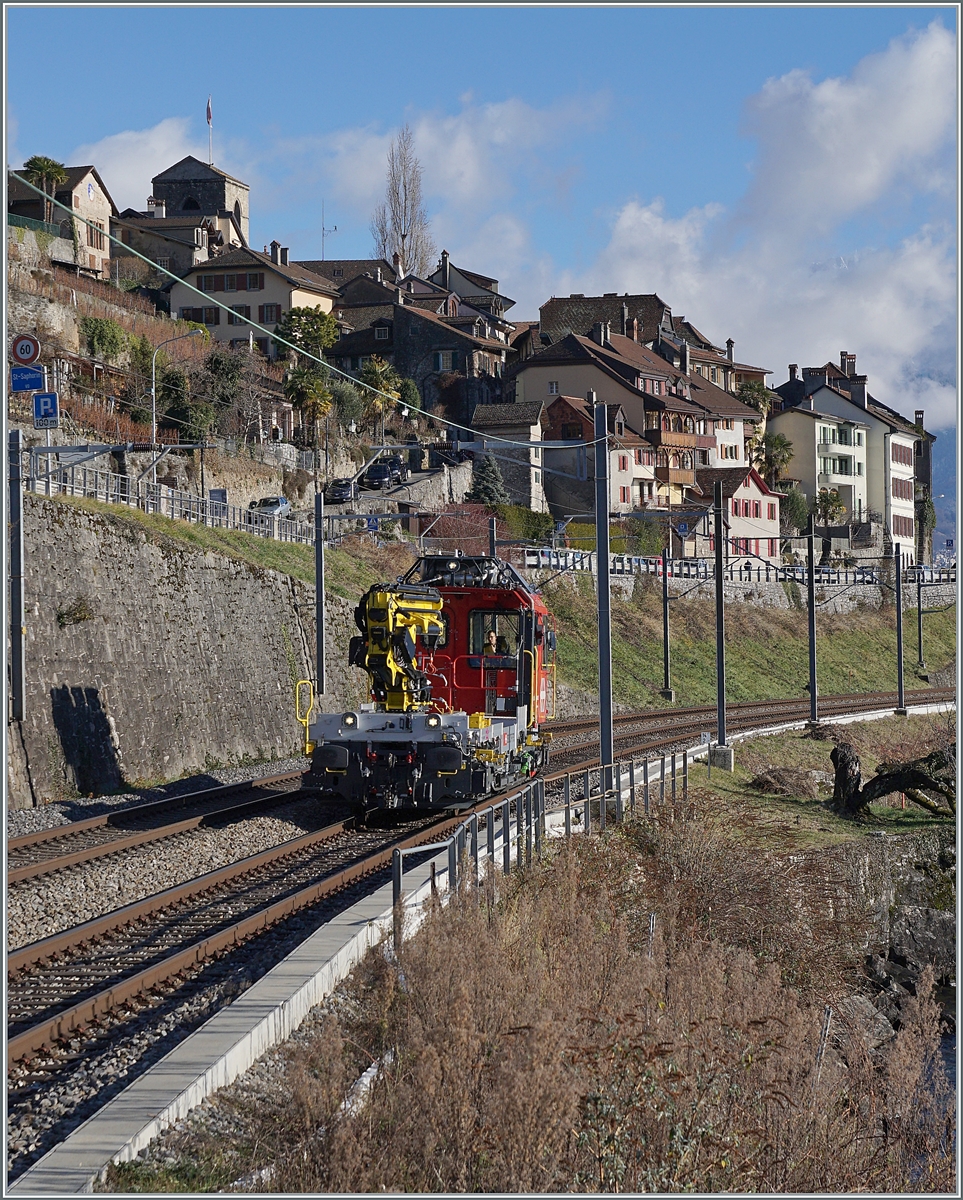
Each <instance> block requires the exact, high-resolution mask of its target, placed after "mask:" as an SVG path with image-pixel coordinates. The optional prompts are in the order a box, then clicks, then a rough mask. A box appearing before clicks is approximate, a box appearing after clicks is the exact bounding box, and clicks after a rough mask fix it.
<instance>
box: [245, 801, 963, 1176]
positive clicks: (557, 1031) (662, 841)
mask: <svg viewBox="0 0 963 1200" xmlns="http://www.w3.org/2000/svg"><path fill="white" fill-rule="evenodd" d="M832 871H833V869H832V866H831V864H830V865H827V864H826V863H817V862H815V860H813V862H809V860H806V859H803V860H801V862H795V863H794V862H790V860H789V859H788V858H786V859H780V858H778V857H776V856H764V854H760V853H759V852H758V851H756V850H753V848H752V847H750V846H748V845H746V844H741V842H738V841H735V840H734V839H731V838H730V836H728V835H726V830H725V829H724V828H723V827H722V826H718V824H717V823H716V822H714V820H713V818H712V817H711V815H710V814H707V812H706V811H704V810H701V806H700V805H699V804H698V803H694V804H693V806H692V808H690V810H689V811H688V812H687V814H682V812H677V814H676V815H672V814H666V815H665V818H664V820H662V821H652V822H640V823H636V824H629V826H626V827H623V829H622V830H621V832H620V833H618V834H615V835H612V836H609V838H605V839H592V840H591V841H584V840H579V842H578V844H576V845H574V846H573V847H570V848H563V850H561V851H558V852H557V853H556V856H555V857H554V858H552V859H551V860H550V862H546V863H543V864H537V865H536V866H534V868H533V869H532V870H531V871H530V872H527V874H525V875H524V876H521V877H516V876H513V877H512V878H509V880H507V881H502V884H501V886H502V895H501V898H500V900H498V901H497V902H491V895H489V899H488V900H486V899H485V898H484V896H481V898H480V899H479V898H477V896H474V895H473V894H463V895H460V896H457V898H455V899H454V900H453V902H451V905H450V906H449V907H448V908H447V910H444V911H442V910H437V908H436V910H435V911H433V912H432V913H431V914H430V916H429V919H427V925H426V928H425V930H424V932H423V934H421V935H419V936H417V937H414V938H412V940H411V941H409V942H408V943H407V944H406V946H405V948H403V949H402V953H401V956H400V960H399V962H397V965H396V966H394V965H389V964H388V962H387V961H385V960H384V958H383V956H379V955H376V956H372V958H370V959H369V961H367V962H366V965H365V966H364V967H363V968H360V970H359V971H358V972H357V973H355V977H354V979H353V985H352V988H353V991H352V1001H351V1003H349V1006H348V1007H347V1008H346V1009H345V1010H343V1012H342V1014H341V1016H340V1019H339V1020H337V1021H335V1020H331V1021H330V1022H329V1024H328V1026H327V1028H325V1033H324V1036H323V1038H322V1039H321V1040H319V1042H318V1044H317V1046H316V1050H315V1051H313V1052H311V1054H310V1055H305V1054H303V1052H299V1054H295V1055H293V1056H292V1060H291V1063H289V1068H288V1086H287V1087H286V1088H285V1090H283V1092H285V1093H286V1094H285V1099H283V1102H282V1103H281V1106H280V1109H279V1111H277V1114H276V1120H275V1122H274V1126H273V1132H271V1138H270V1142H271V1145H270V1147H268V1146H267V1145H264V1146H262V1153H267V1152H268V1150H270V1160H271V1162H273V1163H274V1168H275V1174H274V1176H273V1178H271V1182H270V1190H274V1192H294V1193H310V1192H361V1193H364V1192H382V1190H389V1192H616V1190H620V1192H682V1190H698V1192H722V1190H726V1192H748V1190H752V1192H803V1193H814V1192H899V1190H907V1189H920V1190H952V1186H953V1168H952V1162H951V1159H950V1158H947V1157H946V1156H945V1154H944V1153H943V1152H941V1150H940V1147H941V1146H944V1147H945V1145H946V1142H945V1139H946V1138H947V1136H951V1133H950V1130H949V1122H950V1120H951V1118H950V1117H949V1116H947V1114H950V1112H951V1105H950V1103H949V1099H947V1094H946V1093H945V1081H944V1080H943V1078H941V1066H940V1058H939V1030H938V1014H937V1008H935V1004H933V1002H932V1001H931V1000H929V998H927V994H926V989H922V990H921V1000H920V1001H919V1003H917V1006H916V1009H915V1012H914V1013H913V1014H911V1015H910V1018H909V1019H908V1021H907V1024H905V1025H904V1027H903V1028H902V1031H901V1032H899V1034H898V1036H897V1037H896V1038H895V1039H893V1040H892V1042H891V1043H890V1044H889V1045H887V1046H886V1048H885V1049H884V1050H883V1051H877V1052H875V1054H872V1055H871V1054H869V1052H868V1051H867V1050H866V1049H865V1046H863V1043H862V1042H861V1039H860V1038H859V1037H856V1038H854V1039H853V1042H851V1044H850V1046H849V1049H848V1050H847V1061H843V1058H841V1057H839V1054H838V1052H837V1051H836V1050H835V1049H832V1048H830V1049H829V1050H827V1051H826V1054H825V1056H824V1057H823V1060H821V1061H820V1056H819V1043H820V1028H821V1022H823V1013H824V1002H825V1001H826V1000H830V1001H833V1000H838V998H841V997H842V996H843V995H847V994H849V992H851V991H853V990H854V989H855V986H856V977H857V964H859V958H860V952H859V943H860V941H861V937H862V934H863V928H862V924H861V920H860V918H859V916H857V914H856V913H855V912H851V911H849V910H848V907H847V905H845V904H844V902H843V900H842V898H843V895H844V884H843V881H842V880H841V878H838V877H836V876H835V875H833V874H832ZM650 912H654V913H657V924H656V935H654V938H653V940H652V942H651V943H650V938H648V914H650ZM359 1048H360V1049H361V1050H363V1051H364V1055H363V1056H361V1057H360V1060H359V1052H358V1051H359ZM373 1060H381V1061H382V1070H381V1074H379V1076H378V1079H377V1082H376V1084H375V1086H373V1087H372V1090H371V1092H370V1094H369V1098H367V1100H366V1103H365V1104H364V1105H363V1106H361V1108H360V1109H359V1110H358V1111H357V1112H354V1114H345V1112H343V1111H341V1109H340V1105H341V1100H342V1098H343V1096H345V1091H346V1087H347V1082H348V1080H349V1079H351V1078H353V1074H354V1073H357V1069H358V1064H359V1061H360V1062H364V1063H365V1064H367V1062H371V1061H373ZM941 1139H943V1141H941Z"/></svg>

--

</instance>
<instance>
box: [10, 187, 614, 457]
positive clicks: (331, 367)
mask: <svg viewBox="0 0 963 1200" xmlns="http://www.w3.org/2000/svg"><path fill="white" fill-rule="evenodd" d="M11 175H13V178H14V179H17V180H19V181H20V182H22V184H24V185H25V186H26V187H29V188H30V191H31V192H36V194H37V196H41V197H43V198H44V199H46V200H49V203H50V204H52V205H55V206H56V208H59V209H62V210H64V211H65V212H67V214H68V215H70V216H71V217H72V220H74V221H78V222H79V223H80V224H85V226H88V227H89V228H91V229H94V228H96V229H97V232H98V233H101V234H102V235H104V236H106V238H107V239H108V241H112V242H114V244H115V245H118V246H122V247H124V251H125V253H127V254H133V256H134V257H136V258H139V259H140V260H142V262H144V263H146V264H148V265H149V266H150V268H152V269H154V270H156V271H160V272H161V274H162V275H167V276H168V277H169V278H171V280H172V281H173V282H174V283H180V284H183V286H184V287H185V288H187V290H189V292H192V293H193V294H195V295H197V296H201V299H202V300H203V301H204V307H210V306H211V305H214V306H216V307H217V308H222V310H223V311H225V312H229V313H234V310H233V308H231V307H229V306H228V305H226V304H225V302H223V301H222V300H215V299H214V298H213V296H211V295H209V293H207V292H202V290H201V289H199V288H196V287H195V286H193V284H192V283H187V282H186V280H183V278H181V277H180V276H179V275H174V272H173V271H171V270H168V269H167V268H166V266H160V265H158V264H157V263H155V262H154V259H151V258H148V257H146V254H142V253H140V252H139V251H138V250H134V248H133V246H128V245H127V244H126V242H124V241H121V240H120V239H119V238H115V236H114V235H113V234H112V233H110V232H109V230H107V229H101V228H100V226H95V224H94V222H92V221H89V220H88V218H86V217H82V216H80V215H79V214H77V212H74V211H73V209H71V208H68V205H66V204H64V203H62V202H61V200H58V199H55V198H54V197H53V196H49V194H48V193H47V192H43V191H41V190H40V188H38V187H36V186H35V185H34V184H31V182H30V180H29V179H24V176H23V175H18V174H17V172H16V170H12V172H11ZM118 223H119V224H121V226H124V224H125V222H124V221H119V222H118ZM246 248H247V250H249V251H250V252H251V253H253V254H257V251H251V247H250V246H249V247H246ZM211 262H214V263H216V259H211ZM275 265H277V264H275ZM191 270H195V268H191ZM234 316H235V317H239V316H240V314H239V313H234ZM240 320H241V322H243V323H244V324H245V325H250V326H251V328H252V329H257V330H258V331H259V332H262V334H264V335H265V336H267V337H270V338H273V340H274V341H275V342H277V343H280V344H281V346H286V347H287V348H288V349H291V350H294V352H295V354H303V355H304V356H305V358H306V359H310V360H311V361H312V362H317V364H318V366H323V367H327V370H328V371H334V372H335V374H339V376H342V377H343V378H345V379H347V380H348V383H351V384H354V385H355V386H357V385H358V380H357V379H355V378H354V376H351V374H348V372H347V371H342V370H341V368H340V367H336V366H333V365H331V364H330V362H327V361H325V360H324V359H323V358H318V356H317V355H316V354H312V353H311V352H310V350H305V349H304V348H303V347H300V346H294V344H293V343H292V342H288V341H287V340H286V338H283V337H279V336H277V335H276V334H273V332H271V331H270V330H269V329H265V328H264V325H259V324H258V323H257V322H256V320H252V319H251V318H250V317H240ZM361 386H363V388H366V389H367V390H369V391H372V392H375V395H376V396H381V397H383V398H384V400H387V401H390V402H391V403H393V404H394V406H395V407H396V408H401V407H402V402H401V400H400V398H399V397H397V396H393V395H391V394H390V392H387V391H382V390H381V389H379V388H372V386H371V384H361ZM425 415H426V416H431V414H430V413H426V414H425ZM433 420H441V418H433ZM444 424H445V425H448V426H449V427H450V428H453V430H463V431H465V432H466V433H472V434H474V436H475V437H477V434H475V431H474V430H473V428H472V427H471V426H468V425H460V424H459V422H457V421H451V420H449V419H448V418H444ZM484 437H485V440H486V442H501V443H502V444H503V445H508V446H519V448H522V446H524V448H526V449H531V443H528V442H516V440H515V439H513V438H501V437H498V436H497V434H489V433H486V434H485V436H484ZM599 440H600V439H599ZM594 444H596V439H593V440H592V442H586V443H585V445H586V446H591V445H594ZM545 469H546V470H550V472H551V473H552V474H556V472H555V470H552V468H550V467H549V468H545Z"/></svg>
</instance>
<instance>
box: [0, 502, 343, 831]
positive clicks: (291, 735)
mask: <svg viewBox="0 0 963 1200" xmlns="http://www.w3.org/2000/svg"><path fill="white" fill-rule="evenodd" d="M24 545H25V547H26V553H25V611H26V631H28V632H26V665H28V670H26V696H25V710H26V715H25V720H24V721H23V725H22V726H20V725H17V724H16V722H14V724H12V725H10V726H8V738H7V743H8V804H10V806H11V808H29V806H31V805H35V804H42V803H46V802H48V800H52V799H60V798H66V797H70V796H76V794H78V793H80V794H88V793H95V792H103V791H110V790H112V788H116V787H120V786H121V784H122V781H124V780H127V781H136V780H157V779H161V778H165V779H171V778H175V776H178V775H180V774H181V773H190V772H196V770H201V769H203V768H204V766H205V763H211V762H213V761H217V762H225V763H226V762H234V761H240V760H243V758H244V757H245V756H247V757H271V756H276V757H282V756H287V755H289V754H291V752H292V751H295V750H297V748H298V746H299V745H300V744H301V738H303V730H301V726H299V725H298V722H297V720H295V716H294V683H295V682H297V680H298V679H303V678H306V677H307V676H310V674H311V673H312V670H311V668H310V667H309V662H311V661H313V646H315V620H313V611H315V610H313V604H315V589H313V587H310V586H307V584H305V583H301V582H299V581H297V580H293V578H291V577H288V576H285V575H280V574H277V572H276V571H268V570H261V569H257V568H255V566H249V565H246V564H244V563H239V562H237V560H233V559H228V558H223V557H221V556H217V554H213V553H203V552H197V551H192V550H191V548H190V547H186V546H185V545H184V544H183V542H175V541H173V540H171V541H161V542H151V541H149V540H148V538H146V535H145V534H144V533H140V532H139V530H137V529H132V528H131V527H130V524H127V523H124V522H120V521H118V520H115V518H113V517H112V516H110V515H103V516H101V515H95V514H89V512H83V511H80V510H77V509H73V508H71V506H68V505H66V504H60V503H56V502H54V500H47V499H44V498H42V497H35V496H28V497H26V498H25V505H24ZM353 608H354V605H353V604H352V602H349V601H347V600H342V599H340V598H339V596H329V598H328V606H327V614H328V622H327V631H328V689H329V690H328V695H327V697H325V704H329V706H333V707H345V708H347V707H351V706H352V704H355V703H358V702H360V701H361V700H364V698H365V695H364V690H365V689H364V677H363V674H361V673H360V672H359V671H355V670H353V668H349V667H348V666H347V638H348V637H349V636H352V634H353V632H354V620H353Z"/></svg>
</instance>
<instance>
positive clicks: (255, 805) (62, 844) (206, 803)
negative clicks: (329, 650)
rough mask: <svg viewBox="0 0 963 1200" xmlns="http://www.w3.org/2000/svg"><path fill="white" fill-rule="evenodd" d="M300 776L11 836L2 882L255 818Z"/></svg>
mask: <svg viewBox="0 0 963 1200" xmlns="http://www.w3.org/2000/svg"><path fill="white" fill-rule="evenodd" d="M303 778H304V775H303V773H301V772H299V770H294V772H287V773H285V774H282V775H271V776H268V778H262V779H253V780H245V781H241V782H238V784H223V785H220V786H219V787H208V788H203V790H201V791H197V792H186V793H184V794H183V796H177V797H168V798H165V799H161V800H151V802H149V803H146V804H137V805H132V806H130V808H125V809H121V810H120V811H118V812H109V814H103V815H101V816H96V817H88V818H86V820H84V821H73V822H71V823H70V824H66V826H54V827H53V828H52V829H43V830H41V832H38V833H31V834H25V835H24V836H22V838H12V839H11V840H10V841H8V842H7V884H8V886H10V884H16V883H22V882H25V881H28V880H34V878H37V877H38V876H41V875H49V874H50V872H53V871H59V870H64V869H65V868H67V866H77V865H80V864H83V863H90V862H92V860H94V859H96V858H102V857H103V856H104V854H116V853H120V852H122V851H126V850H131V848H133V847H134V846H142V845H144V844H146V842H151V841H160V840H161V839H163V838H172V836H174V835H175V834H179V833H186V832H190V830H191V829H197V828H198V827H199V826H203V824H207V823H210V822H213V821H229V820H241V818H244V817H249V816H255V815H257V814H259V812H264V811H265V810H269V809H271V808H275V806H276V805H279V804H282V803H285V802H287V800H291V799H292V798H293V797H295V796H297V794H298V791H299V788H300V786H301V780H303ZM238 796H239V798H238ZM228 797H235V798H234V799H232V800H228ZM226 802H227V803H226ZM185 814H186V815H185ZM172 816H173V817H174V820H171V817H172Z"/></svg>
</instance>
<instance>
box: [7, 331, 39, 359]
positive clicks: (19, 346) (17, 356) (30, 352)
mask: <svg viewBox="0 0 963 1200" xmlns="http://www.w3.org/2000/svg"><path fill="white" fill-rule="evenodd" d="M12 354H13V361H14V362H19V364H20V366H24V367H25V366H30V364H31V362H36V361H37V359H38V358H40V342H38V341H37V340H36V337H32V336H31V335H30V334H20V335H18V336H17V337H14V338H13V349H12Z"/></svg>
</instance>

---

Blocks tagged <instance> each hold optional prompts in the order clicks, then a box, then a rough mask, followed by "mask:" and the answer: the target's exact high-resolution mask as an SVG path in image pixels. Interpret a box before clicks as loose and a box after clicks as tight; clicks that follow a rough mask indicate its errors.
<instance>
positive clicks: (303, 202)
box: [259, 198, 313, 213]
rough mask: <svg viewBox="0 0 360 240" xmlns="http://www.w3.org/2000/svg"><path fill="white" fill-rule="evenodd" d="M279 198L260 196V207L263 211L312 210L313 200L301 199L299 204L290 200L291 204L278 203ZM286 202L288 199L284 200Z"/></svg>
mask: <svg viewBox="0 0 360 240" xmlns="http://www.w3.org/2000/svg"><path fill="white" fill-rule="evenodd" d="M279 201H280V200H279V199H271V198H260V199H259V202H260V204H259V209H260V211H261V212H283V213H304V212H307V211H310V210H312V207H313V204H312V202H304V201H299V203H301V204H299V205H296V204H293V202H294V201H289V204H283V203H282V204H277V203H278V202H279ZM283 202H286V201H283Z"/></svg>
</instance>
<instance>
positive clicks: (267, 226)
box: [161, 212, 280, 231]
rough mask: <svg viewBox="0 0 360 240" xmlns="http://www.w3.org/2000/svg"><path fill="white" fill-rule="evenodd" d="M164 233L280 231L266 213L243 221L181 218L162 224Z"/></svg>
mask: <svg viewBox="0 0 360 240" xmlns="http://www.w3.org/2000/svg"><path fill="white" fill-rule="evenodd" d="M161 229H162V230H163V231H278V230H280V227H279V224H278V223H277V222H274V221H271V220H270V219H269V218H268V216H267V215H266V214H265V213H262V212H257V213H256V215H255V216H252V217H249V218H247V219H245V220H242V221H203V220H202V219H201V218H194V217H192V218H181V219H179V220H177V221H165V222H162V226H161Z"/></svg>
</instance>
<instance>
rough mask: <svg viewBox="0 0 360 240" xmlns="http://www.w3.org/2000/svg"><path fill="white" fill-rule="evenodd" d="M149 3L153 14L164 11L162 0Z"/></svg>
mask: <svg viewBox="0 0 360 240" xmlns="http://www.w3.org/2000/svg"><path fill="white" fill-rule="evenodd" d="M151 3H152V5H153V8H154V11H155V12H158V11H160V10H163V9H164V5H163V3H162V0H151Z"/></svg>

Goal of the exercise:
Pull out every line above that contains the word "positive". Case counts, so copy only lines where it matches in capitalization.

Final answer:
positive clicks: (557, 1031) (662, 841)
positive clicks: (331, 367)
positive clicks: (291, 735)
positive clicks: (255, 805) (62, 844) (206, 803)
positive clicks: (19, 346) (17, 356) (30, 352)
positive clicks: (303, 202)
positive clicks: (267, 226)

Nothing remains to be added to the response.